Segment Start: Data records
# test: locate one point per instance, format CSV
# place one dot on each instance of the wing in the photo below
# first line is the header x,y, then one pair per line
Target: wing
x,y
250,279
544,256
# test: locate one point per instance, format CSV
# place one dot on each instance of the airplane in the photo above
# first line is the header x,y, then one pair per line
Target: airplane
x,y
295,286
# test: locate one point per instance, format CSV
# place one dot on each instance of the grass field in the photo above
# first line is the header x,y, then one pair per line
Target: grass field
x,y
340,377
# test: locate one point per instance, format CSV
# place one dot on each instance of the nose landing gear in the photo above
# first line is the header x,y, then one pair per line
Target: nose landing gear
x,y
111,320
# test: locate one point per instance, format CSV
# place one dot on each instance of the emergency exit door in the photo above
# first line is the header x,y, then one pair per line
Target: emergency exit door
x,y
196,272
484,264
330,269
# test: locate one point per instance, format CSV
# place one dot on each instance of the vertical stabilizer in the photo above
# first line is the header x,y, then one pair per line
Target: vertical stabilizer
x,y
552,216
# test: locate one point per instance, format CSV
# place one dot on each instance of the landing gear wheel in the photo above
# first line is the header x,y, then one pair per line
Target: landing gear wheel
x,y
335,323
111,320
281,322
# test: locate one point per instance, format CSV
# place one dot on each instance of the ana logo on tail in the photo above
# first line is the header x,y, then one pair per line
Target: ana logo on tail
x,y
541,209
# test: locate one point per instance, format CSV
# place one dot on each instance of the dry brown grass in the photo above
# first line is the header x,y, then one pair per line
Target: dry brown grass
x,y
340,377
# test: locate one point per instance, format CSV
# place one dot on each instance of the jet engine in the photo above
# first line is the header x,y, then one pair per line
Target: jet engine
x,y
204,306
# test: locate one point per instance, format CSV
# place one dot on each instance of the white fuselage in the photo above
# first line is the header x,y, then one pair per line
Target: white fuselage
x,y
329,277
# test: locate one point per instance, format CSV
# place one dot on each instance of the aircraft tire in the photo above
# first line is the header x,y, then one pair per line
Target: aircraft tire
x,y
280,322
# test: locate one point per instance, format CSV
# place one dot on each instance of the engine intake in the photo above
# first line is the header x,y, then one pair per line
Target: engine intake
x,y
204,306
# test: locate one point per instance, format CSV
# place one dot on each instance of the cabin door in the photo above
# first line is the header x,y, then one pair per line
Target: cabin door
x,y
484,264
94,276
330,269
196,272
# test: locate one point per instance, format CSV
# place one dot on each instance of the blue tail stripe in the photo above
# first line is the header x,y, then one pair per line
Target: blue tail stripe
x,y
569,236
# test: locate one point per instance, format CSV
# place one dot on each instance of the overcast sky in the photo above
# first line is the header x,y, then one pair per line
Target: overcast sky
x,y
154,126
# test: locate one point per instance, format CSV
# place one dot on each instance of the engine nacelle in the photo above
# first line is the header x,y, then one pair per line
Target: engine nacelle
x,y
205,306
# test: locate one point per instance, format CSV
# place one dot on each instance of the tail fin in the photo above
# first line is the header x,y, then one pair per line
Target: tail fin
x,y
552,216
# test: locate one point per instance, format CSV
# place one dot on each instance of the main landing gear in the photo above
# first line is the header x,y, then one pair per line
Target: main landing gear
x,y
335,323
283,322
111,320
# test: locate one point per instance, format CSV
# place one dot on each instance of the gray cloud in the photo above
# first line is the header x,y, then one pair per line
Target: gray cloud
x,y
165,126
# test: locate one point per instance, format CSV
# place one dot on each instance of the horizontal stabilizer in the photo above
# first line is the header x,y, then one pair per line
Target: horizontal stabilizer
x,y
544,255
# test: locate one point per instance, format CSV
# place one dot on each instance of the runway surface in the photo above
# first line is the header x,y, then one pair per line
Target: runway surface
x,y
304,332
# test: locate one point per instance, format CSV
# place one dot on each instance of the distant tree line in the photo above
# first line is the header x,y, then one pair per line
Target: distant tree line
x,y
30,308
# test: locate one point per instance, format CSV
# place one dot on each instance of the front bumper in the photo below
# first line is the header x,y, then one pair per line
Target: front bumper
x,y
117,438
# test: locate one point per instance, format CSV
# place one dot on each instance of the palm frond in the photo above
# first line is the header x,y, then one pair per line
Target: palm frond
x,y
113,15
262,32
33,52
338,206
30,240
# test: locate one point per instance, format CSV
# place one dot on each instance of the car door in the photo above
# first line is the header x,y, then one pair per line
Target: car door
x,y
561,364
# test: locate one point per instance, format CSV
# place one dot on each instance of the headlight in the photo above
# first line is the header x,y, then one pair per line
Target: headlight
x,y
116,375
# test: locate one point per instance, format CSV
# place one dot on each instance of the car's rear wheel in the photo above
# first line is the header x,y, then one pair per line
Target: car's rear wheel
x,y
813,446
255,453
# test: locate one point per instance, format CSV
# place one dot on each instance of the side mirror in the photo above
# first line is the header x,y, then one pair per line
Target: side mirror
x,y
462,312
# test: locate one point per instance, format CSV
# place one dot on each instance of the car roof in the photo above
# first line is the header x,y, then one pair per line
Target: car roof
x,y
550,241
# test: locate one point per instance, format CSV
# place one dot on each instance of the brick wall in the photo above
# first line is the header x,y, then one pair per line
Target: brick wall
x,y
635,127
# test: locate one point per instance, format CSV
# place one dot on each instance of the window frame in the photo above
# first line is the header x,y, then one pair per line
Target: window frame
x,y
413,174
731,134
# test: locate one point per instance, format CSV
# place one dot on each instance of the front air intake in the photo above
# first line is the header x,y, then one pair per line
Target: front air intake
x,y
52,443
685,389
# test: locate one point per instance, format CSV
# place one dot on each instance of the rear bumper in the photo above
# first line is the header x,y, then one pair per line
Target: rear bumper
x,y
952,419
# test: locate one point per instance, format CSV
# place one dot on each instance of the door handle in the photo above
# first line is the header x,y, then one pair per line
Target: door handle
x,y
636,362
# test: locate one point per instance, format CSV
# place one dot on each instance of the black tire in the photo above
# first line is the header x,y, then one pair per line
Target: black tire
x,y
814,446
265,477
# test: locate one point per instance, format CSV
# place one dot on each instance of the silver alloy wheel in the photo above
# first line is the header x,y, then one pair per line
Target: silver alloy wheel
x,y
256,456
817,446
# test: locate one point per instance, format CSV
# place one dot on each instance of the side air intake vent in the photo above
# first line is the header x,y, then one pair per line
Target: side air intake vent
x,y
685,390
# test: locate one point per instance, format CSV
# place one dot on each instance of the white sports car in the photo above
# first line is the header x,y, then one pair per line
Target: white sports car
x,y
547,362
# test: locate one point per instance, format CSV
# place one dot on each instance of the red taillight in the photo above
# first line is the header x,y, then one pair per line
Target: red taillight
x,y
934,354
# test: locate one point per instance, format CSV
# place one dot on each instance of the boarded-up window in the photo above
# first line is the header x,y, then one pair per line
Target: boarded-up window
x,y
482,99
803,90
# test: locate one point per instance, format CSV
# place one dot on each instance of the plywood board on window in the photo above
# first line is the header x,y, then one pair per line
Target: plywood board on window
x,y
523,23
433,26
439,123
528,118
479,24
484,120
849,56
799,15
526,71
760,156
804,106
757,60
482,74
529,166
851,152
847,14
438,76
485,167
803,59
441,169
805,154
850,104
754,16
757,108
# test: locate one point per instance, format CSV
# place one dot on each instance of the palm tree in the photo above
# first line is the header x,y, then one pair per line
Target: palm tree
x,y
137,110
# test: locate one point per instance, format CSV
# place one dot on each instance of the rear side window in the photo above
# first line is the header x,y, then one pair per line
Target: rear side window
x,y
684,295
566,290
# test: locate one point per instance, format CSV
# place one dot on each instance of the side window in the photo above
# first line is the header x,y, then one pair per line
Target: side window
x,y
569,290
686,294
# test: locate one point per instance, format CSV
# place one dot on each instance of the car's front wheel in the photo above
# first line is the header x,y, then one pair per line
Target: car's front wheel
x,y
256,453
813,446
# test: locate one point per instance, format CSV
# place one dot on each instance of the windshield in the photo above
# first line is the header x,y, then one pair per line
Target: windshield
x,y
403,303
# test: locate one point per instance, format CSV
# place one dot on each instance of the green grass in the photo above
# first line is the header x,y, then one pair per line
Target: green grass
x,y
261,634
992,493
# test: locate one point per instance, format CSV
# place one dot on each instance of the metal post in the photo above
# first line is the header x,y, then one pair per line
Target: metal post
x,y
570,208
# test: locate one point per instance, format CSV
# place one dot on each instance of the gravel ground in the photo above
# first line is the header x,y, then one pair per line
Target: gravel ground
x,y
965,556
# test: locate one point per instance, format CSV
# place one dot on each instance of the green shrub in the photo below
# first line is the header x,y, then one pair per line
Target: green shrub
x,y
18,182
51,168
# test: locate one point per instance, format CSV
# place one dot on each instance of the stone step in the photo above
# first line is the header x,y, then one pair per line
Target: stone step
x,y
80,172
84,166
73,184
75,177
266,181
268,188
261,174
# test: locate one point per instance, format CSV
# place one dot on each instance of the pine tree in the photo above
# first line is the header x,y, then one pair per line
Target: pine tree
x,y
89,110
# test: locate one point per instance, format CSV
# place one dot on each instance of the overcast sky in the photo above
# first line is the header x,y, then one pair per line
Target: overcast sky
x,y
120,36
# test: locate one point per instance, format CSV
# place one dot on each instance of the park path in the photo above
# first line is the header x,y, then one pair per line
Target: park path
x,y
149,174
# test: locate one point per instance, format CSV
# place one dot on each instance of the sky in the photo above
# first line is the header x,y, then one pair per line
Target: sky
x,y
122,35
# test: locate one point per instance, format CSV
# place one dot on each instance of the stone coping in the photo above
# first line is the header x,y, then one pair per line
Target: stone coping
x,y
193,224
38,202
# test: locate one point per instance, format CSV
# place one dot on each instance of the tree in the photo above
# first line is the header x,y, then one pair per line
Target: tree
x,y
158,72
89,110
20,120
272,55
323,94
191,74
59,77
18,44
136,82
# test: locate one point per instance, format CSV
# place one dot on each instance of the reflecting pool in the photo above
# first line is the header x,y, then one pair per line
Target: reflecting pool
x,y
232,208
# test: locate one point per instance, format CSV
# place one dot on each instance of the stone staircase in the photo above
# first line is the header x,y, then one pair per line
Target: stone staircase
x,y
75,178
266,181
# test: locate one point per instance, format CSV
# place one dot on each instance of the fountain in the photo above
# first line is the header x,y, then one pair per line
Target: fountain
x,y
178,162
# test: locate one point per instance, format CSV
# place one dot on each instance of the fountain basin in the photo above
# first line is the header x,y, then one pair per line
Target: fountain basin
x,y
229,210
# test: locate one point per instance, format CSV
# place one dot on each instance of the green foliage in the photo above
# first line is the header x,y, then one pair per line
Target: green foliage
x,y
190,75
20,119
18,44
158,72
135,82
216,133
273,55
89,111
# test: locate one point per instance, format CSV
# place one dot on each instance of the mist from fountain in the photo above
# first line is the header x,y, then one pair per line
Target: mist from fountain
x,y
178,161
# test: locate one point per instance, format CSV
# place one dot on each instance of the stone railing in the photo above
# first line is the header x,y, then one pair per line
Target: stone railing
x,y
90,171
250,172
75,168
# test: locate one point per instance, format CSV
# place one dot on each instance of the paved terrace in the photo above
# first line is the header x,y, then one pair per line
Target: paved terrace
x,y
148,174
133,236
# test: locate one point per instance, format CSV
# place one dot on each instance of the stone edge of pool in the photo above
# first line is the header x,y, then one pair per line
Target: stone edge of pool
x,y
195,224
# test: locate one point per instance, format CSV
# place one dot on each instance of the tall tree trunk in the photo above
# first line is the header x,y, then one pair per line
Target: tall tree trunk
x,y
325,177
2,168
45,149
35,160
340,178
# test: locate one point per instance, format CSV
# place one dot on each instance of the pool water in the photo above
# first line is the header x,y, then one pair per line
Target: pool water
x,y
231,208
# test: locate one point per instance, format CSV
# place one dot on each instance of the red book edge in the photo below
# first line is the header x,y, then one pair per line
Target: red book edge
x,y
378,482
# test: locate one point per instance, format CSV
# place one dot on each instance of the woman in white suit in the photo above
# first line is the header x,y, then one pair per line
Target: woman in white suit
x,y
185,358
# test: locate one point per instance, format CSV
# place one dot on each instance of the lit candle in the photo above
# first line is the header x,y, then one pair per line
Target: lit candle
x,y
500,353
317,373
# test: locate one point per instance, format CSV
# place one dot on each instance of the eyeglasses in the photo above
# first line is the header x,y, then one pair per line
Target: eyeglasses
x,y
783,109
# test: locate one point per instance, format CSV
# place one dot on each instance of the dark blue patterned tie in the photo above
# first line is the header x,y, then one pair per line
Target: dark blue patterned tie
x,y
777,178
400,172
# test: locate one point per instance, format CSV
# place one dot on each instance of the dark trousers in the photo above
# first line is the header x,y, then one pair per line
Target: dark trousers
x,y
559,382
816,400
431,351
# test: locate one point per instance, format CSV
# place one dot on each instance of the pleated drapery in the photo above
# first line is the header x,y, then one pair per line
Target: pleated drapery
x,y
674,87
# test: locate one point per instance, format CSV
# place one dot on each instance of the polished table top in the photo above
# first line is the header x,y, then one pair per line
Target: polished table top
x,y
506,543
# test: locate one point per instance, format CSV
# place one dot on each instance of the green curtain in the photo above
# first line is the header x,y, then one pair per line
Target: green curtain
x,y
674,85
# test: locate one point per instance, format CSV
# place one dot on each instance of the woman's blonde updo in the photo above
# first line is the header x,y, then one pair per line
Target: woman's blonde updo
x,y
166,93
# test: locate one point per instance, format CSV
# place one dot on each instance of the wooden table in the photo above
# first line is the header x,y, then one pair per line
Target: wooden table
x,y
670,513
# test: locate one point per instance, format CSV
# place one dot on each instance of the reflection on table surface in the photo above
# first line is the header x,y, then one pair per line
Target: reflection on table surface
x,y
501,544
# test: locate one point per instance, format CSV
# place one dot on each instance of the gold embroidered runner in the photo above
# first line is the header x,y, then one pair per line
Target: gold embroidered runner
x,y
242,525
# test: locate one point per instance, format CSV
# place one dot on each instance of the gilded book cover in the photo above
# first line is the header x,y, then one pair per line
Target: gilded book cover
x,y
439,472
Segment End: Data records
Instructions for the task - Which lines in the records above hold the string "below"? Copy each of them.

Completed exercise -
# place one dot on each instance of the wing in the photo below
# place one dot on each instance of the front bumper in the photo below
# place one dot on each instance of the green shrub in the photo below
# place one dot on each instance of the red book edge in the photo below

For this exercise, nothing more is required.